╔══

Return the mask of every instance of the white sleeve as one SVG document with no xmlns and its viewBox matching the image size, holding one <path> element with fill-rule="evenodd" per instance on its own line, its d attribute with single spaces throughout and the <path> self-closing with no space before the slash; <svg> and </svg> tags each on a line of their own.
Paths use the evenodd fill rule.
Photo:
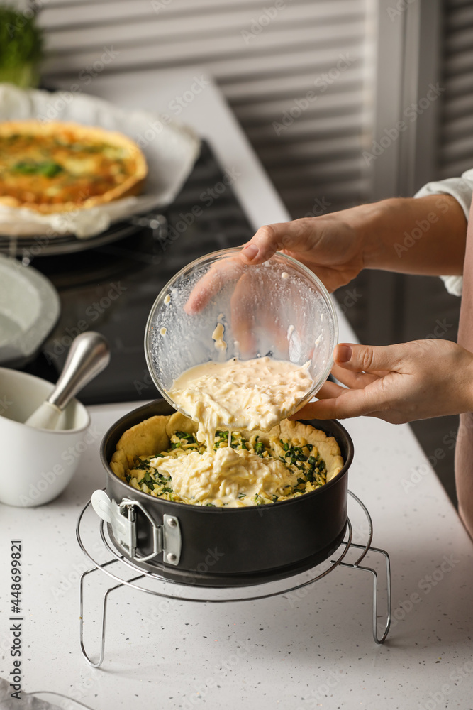
<svg viewBox="0 0 473 710">
<path fill-rule="evenodd" d="M 425 197 L 428 195 L 451 195 L 459 202 L 464 216 L 468 219 L 473 195 L 473 169 L 467 170 L 461 178 L 449 178 L 437 182 L 428 182 L 421 187 L 415 197 Z M 449 293 L 462 295 L 463 278 L 462 276 L 440 276 Z"/>
</svg>

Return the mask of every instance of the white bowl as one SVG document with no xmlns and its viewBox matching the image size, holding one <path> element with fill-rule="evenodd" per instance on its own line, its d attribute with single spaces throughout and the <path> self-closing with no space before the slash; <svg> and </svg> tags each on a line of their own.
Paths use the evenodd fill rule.
<svg viewBox="0 0 473 710">
<path fill-rule="evenodd" d="M 39 377 L 0 368 L 0 502 L 30 508 L 57 498 L 70 482 L 81 453 L 92 443 L 90 417 L 72 400 L 51 431 L 23 422 L 54 385 Z"/>
</svg>

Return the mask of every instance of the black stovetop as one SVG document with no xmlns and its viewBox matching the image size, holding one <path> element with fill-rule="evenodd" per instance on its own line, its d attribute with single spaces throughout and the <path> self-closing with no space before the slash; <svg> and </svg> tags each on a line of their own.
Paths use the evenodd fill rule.
<svg viewBox="0 0 473 710">
<path fill-rule="evenodd" d="M 61 315 L 40 352 L 23 369 L 55 382 L 72 337 L 96 330 L 107 338 L 111 359 L 81 392 L 81 400 L 97 404 L 157 396 L 143 349 L 145 326 L 156 297 L 190 261 L 238 246 L 253 234 L 228 184 L 231 178 L 223 177 L 203 143 L 182 190 L 162 211 L 169 226 L 167 239 L 155 239 L 145 229 L 96 248 L 35 258 L 32 266 L 59 292 Z"/>
</svg>

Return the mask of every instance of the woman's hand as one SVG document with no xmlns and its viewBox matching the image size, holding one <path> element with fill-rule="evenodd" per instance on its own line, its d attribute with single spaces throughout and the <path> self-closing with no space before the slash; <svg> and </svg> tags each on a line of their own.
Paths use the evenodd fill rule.
<svg viewBox="0 0 473 710">
<path fill-rule="evenodd" d="M 332 373 L 291 419 L 367 415 L 392 424 L 473 410 L 473 354 L 449 340 L 372 347 L 340 344 Z"/>
<path fill-rule="evenodd" d="M 355 278 L 363 268 L 362 232 L 356 229 L 358 208 L 304 217 L 260 227 L 241 253 L 247 264 L 262 263 L 276 251 L 301 261 L 329 291 Z"/>
</svg>

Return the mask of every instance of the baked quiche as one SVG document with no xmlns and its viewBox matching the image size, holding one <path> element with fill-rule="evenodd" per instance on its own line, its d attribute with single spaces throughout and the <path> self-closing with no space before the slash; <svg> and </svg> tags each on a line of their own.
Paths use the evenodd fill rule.
<svg viewBox="0 0 473 710">
<path fill-rule="evenodd" d="M 110 466 L 138 491 L 178 503 L 218 508 L 261 506 L 315 491 L 343 466 L 337 442 L 284 420 L 269 432 L 218 431 L 215 456 L 196 436 L 197 425 L 177 413 L 128 430 Z M 213 459 L 209 466 L 209 458 Z"/>
<path fill-rule="evenodd" d="M 126 136 L 73 123 L 0 123 L 0 205 L 49 214 L 138 195 L 145 156 Z"/>
</svg>

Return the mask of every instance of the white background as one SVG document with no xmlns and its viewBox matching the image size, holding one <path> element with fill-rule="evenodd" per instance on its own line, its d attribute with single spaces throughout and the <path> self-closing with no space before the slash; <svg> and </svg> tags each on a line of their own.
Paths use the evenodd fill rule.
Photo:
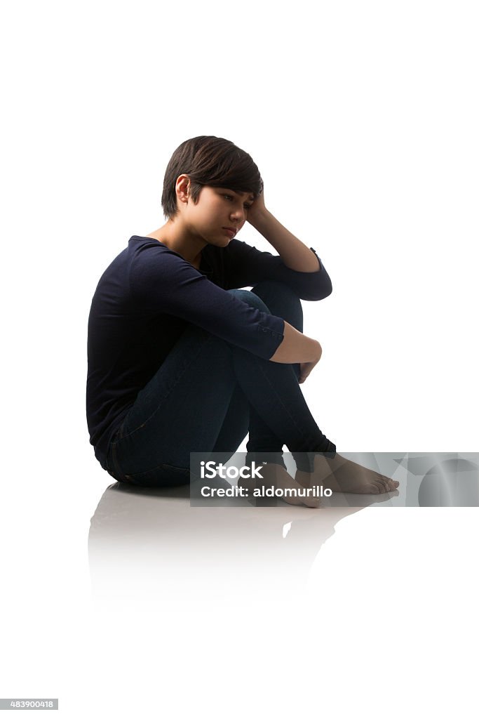
<svg viewBox="0 0 479 719">
<path fill-rule="evenodd" d="M 139 692 L 144 716 L 188 715 L 158 697 L 156 641 L 116 645 L 128 618 L 107 631 L 91 602 L 88 524 L 111 480 L 84 408 L 93 293 L 132 234 L 163 224 L 163 174 L 184 139 L 214 134 L 248 152 L 269 209 L 331 276 L 332 295 L 304 303 L 323 357 L 302 388 L 338 449 L 478 450 L 476 12 L 424 0 L 2 3 L 0 695 L 60 697 L 74 717 L 81 687 L 90 715 L 109 716 L 131 715 Z M 269 249 L 251 227 L 239 239 Z M 244 710 L 282 715 L 300 697 L 299 715 L 366 702 L 399 716 L 415 702 L 445 716 L 464 702 L 459 715 L 473 716 L 477 520 L 475 509 L 343 520 L 315 564 L 321 590 L 282 628 L 289 656 L 326 602 L 320 638 L 294 655 L 307 686 L 266 673 L 256 705 L 235 685 Z M 210 687 L 213 715 L 218 696 Z"/>
</svg>

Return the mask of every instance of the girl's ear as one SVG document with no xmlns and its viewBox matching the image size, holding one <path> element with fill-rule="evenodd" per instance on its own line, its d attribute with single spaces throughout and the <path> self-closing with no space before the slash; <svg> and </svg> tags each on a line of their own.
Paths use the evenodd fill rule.
<svg viewBox="0 0 479 719">
<path fill-rule="evenodd" d="M 176 181 L 176 196 L 180 202 L 187 203 L 190 196 L 190 178 L 187 175 L 180 175 Z"/>
</svg>

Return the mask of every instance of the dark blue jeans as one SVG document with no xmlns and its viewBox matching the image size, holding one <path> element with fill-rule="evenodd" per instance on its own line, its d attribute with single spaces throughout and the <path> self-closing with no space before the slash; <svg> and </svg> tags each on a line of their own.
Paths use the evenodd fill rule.
<svg viewBox="0 0 479 719">
<path fill-rule="evenodd" d="M 287 285 L 269 280 L 228 291 L 302 331 L 300 300 Z M 190 452 L 220 452 L 226 462 L 248 432 L 247 461 L 260 452 L 284 465 L 286 444 L 310 471 L 315 452 L 335 446 L 308 408 L 299 372 L 189 326 L 113 436 L 109 473 L 140 486 L 189 483 Z"/>
</svg>

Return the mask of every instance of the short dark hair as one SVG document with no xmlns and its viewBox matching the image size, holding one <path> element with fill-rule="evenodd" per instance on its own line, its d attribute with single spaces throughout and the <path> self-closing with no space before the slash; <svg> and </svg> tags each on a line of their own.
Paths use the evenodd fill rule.
<svg viewBox="0 0 479 719">
<path fill-rule="evenodd" d="M 192 137 L 177 147 L 164 173 L 162 205 L 169 219 L 177 212 L 176 181 L 183 174 L 190 178 L 190 195 L 195 204 L 205 185 L 251 192 L 255 198 L 263 191 L 259 170 L 248 152 L 223 137 Z"/>
</svg>

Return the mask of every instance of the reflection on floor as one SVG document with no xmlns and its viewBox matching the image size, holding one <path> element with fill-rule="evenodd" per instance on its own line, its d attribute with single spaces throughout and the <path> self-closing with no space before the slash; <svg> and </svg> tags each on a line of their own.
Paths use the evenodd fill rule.
<svg viewBox="0 0 479 719">
<path fill-rule="evenodd" d="M 190 487 L 152 490 L 115 482 L 91 520 L 93 598 L 163 610 L 294 601 L 321 546 L 345 517 L 368 506 L 479 506 L 479 454 L 341 453 L 400 482 L 381 495 L 335 495 L 317 509 L 191 506 Z M 132 605 L 133 603 L 133 605 Z"/>
</svg>

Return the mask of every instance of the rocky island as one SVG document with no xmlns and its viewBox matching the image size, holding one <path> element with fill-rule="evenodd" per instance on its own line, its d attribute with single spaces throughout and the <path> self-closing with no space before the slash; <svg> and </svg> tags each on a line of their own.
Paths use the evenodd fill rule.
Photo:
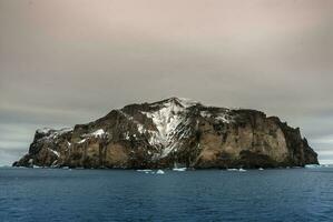
<svg viewBox="0 0 333 222">
<path fill-rule="evenodd" d="M 129 104 L 74 129 L 36 131 L 13 167 L 278 168 L 317 164 L 300 129 L 247 109 L 170 98 Z"/>
</svg>

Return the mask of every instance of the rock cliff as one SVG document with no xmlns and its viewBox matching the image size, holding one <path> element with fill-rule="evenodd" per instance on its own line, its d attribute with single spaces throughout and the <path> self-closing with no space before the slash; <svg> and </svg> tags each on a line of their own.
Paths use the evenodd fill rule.
<svg viewBox="0 0 333 222">
<path fill-rule="evenodd" d="M 317 163 L 300 129 L 245 109 L 170 98 L 130 104 L 74 129 L 37 130 L 14 167 L 277 168 Z"/>
</svg>

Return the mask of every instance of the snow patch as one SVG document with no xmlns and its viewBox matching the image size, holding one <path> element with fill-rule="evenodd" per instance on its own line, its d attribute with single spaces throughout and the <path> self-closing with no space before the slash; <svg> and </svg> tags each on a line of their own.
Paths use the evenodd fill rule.
<svg viewBox="0 0 333 222">
<path fill-rule="evenodd" d="M 51 151 L 51 152 L 52 152 L 55 155 L 57 155 L 58 158 L 60 157 L 60 153 L 57 152 L 56 150 L 52 150 L 52 149 L 50 149 L 50 148 L 48 148 L 48 150 Z"/>
</svg>

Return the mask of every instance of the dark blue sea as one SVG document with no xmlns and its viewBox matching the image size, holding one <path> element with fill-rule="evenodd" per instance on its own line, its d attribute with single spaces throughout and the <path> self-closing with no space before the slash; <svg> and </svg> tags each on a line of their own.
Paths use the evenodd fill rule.
<svg viewBox="0 0 333 222">
<path fill-rule="evenodd" d="M 0 169 L 0 221 L 333 221 L 333 169 Z"/>
</svg>

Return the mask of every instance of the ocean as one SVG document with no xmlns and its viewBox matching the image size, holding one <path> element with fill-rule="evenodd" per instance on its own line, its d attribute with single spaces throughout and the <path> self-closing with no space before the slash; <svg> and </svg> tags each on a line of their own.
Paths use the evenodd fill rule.
<svg viewBox="0 0 333 222">
<path fill-rule="evenodd" d="M 0 221 L 333 221 L 333 168 L 0 169 Z"/>
</svg>

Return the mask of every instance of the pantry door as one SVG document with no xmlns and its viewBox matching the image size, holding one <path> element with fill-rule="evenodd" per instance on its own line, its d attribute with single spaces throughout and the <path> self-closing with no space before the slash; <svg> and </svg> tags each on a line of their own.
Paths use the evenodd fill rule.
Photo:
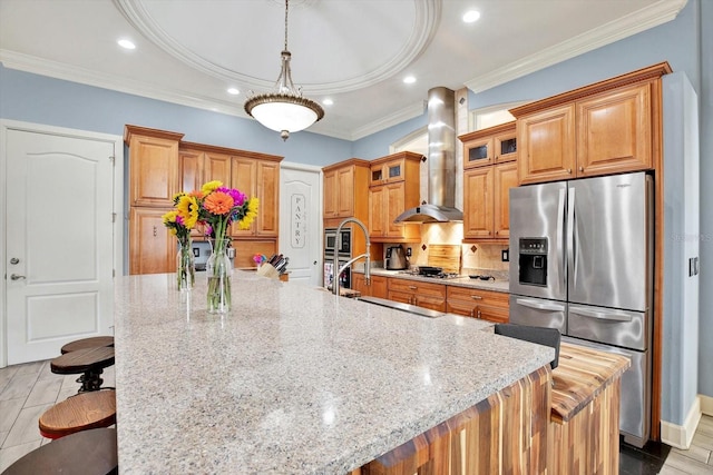
<svg viewBox="0 0 713 475">
<path fill-rule="evenodd" d="M 322 280 L 322 175 L 318 167 L 280 167 L 280 253 L 290 258 L 290 281 Z"/>
<path fill-rule="evenodd" d="M 3 127 L 9 365 L 113 334 L 117 142 L 60 130 Z"/>
</svg>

╚══

EXERCISE BRIEF: Please count how many lines in the material above contain the string "blue", and reply with that number alone.

ANSWER TO THIS TASK: 2